[Start of DATA]

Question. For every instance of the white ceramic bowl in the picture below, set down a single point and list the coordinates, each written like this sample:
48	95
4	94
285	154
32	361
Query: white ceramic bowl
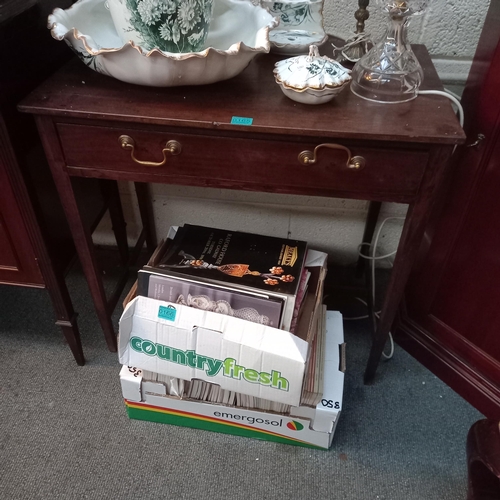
311	79
301	25
238	32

[End of DATA]

WHAT THIS TASK INVOLVES: Rewrite the lines above as a JSON list of strings, one string for each line, skipping any blank lines. Leave the picture out of your answer.

ANSWER:
[
  "Question. For every instance of the white ceramic bowl in the picture below, set down a single point and list the coordinates, each written like this sample:",
  "48\t95",
  "4\t94",
  "285\t154",
  "32\t361",
  "Query: white ceramic bowl",
  "311\t79",
  "301\t25",
  "238\t32"
]